# Season edits for '16-'17



## GDimac

Figured I'd start this off. Feel free to post yours, as well.

Here's my humble szn ender for this past winter. Shots from our trip in Whistler, Tremblant and local riding back home in Ontario. Gonna miss it terribly, as always :crying:.

Shout out to @Motogp990 for not only being a patient filmer, but for also being the raddest guide/guru for me and my crew during our time at Whis. And is also now someone I'm happy to call a friend and part of the crew (pardon the sap haha). Can't forget about @F1EA also :nerd:.


*Szn Ender*





*Whis* 
*sorry in advance for the vertical filming, forgot to tell Moto to tape in Landscape haha.










*Links:* *for those not able to watch via Vimeo tags

[ame]https://vimeo.com/210877414[/ame]


[ame]https://vimeo.com/203608798[/ame]


----------



## Argo

Can you post the links too? The vimeo doesnt work in some mobile platforms.


----------



## GDimac

Argo said:


> Can you post the links too? The vimeo doesnt work in some mobile platforms.

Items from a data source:
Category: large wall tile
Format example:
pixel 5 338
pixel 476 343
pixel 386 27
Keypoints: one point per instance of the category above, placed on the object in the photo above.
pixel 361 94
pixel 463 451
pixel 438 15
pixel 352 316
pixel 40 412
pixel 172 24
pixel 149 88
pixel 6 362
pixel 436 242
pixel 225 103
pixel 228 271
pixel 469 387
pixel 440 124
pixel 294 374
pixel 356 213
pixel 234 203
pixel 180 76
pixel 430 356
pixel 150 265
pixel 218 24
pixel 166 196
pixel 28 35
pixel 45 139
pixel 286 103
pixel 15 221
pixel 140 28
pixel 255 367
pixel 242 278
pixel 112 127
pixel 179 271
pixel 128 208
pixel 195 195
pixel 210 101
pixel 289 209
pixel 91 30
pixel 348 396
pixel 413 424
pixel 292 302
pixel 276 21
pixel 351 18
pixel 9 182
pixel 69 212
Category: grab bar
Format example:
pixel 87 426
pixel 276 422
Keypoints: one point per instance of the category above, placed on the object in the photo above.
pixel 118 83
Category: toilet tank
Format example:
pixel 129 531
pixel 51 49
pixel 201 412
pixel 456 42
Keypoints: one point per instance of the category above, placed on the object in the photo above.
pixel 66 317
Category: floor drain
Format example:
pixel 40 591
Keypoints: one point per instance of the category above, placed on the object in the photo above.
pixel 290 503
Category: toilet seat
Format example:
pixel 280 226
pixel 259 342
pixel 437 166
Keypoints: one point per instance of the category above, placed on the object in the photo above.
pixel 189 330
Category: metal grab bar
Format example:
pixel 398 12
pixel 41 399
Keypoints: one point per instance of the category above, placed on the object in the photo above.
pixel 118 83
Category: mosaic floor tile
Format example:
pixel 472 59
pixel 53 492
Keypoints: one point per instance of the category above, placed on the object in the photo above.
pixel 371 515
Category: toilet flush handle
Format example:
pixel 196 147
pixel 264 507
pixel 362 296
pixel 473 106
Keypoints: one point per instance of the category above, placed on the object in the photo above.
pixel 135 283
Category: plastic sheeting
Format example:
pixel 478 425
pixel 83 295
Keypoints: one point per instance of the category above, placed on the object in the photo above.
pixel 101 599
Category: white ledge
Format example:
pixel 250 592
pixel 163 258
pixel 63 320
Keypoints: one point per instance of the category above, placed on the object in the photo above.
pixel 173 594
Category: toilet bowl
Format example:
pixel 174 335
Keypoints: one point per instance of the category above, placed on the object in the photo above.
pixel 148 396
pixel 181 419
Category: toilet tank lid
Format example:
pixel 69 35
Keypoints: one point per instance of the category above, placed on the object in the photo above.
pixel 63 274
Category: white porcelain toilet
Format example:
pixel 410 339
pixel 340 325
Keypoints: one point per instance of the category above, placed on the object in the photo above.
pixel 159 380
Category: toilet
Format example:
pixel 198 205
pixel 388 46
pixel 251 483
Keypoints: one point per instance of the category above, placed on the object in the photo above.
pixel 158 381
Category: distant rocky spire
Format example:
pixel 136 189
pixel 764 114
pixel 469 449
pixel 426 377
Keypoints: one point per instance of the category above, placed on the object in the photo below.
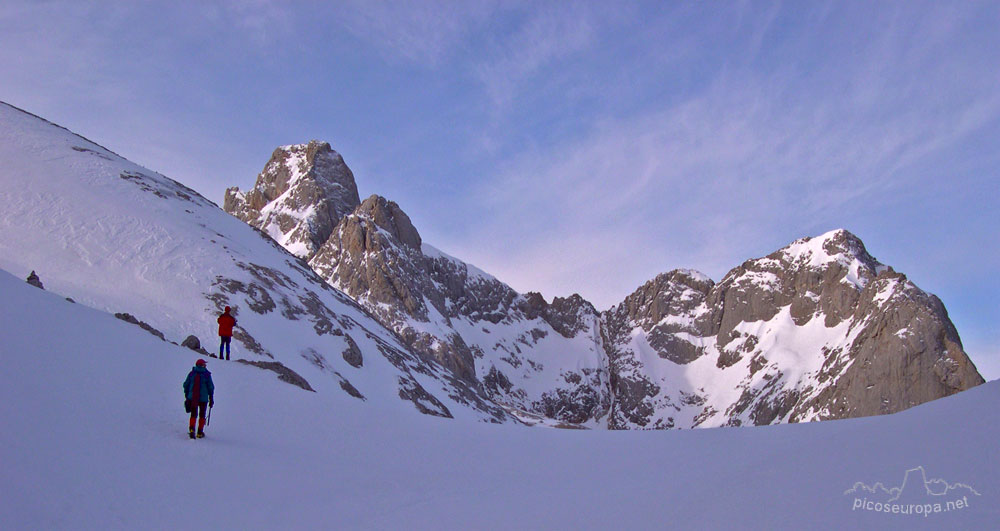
pixel 299 197
pixel 35 281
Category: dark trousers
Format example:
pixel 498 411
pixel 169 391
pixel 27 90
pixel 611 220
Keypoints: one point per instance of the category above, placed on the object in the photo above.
pixel 198 410
pixel 226 340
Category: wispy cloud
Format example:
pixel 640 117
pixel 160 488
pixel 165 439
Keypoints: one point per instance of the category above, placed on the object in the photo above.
pixel 757 157
pixel 425 33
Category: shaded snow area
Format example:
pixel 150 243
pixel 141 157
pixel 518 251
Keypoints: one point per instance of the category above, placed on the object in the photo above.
pixel 95 439
pixel 120 238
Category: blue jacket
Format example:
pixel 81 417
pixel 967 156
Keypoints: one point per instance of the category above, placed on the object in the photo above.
pixel 207 388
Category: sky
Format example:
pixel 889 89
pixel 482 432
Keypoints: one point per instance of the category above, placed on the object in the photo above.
pixel 570 147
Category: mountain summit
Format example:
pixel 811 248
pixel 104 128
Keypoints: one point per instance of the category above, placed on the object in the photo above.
pixel 817 330
pixel 299 197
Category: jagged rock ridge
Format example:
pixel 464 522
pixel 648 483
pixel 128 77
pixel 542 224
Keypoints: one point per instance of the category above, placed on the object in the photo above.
pixel 817 330
pixel 301 194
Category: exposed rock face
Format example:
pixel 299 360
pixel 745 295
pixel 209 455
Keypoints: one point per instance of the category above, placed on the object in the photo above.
pixel 300 196
pixel 35 281
pixel 817 330
pixel 466 320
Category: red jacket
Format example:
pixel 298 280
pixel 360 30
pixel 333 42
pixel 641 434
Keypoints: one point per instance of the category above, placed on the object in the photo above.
pixel 226 324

> _WORK INSTRUCTIONS_
- A) In the season edits thread, why does Argo ask GDimac to post the links?
- B) Proceed with the season edits thread from the point where it stops.

> _OUTPUTS FOR THE TASKS_
- A) Because the Vimeo embed doesn't work on some mobile platforms.

- B)
kk cool thanks for heads up.


----------



## F1EA

Whuuuuuuuut

Hop on a plane man. We still going


----------



## F1EA

GDimac said:


> *Whis*
> *sorry in advance for the vertical filming, forgot to tell Moto to tape in Landscape haha.


He's fired.


----------



## Rogue

Nice grabs you got going on!


----------



## GDimac

F1EA said:


> Whuuuuuuuut
> 
> Hop on a plane man. We still going





F1EA said:


> GDimac said:
> 
> 
> 
> *Whis*
> *sorry in advance for the vertical filming, forgot to tell Moto to tape in Landscape haha.
> 
> 
> 
> He's fired.
Click to expand...

LOLL. And man, I really wish I could come back esp since you guys are still getting the goods. Told Moto, would love to do a quick impromptu Whis or Mammoth session even for just a couple days. Read on here that Mammoth is open til July?! Makes sense tho esp having such an insane snow yr.



Rogue said:


> Nice grabs you got going on!


Much appreciated. Though couldn't push myself as much as I was planning to this szn esp after partially tearing a tendon in my rotator cuff early in the szn that still hasn't healed. Plus, just hurt my knee last wk on that first jump in the vid, landed weird and hurt the lower part of my knee. Only thing I look forward to in the off szn is my chance to recover a bit lol.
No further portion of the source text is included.